▶ **TASK INSTRUCTIONS**
Within the entries below, the lines from the one with "Label a point on each instance of the white ceiling" through the one with "Label a point on each instance of the frosted" are to be set down exactly, both ends kept.

Records from a data source:
+++
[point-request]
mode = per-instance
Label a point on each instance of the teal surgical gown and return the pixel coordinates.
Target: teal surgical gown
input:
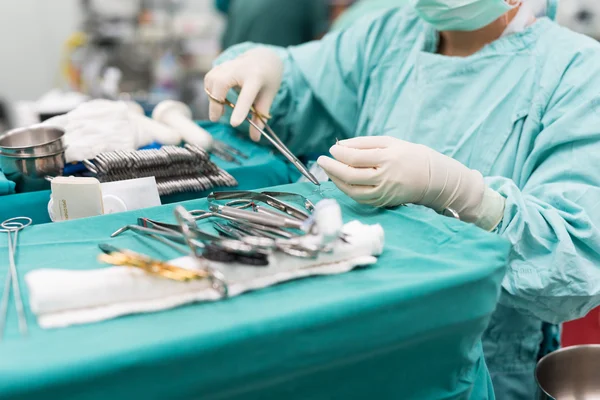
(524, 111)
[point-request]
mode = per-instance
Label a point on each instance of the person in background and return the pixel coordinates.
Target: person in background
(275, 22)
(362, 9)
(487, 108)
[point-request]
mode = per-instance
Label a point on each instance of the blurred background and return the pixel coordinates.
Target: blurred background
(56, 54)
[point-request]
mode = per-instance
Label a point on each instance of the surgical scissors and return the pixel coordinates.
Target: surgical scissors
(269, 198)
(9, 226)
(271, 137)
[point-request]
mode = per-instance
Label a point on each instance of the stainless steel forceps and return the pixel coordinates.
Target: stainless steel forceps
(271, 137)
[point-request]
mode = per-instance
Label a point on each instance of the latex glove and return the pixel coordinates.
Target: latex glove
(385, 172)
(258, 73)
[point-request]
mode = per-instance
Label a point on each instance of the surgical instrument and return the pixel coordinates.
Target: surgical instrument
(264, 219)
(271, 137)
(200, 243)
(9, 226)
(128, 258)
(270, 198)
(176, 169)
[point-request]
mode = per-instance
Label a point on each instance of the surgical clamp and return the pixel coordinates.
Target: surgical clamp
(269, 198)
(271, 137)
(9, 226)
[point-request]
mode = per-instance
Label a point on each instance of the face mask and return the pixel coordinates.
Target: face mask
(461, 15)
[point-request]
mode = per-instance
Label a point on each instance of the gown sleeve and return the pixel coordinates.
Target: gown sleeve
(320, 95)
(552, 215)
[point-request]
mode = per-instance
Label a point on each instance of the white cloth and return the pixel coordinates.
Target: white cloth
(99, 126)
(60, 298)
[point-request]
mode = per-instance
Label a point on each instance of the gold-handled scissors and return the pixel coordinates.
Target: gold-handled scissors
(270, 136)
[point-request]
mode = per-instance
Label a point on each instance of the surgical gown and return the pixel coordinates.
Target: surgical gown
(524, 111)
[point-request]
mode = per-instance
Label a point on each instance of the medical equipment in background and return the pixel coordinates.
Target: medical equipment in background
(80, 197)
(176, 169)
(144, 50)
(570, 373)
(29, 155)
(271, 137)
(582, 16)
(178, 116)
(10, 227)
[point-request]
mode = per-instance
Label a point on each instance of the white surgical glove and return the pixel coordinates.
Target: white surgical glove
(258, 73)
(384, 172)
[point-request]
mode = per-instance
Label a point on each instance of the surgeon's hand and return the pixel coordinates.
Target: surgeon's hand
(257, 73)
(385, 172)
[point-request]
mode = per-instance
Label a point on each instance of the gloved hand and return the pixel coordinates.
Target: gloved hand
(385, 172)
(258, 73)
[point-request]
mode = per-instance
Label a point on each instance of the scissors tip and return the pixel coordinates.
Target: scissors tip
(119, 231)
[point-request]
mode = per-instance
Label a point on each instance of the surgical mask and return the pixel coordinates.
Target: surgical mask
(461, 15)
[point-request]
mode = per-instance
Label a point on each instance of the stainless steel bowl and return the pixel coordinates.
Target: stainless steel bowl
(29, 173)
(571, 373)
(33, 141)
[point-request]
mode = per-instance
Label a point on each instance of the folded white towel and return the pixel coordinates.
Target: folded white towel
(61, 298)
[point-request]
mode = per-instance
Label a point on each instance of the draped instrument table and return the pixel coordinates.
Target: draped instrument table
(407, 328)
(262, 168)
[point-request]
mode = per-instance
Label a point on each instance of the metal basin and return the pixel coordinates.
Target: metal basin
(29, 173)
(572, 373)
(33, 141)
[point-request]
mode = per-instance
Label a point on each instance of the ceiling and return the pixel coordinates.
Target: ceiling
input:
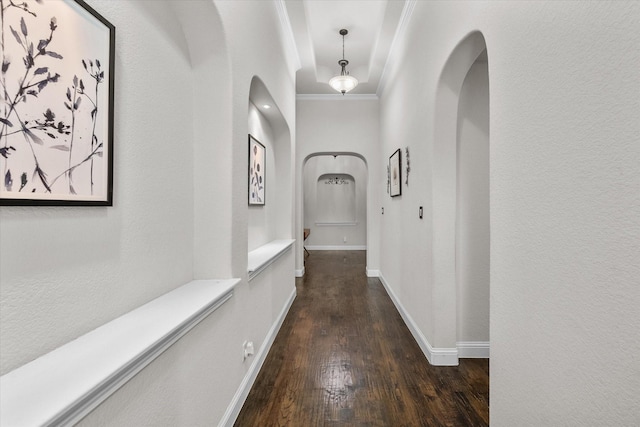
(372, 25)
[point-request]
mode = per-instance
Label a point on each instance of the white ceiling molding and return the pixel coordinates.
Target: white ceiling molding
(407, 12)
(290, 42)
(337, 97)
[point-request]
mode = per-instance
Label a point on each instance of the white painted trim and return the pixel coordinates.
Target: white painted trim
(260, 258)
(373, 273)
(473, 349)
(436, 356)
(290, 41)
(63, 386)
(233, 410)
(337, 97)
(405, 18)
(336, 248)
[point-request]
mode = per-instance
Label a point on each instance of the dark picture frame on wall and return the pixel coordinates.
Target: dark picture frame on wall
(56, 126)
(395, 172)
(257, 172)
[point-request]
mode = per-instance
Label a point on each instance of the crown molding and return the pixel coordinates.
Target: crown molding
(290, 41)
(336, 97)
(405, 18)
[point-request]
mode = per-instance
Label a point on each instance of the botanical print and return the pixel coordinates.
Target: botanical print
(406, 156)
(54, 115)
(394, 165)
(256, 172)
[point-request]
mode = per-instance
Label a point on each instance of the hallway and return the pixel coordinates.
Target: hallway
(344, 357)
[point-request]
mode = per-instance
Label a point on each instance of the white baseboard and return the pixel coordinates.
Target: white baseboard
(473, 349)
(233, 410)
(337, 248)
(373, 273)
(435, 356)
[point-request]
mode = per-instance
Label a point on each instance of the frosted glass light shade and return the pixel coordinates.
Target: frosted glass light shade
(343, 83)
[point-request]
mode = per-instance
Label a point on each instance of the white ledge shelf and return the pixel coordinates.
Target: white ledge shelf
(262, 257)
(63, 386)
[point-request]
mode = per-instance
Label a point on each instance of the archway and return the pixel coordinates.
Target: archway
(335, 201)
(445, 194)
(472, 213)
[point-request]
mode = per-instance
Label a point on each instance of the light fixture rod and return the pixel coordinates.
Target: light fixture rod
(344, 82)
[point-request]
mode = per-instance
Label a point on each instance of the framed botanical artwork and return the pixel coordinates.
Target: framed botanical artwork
+++
▶ **RESPONSE BELOW**
Label a point on each instance of the white ceiling molding and return the pixel coordinates.
Target: white ceiling molding
(407, 12)
(290, 42)
(337, 97)
[point-request]
mode = per-instance
Label a point on each instance of the white painted trim and return the pixel coordinates.
Target: white painted trim
(260, 258)
(373, 273)
(473, 349)
(436, 356)
(290, 41)
(63, 386)
(233, 410)
(337, 97)
(405, 18)
(336, 248)
[point-request]
mode = per-instance
Label a point on each instance of the dark picture frame on wall and return the pixel coordinates.
Target: dark picture frame on wall
(56, 126)
(395, 172)
(257, 172)
[point-request]
mode = per-instance
Label a point on each instance of the crown molding and return the pixel coordinates.
Target: crown molding
(290, 41)
(336, 97)
(405, 18)
[point-request]
mode = per-instance
Label a point on each instance of the botanical print and return the pixel coordinates.
Target: botanical print
(406, 156)
(54, 115)
(394, 165)
(256, 172)
[point-request]
mode = per-instance
Label a point on each instance of the hallway and return the pixel coordinates.
Target: hallway
(344, 357)
[point-request]
mode = per-instance
Label a point on each instance of the white baseboard and return the pixel coordinates.
Target: white baseboard
(473, 349)
(233, 410)
(337, 248)
(373, 273)
(435, 356)
[point-request]
mode = per-instance
Label a point on each instance of the frosted glass light shade and return the pixel coordinates.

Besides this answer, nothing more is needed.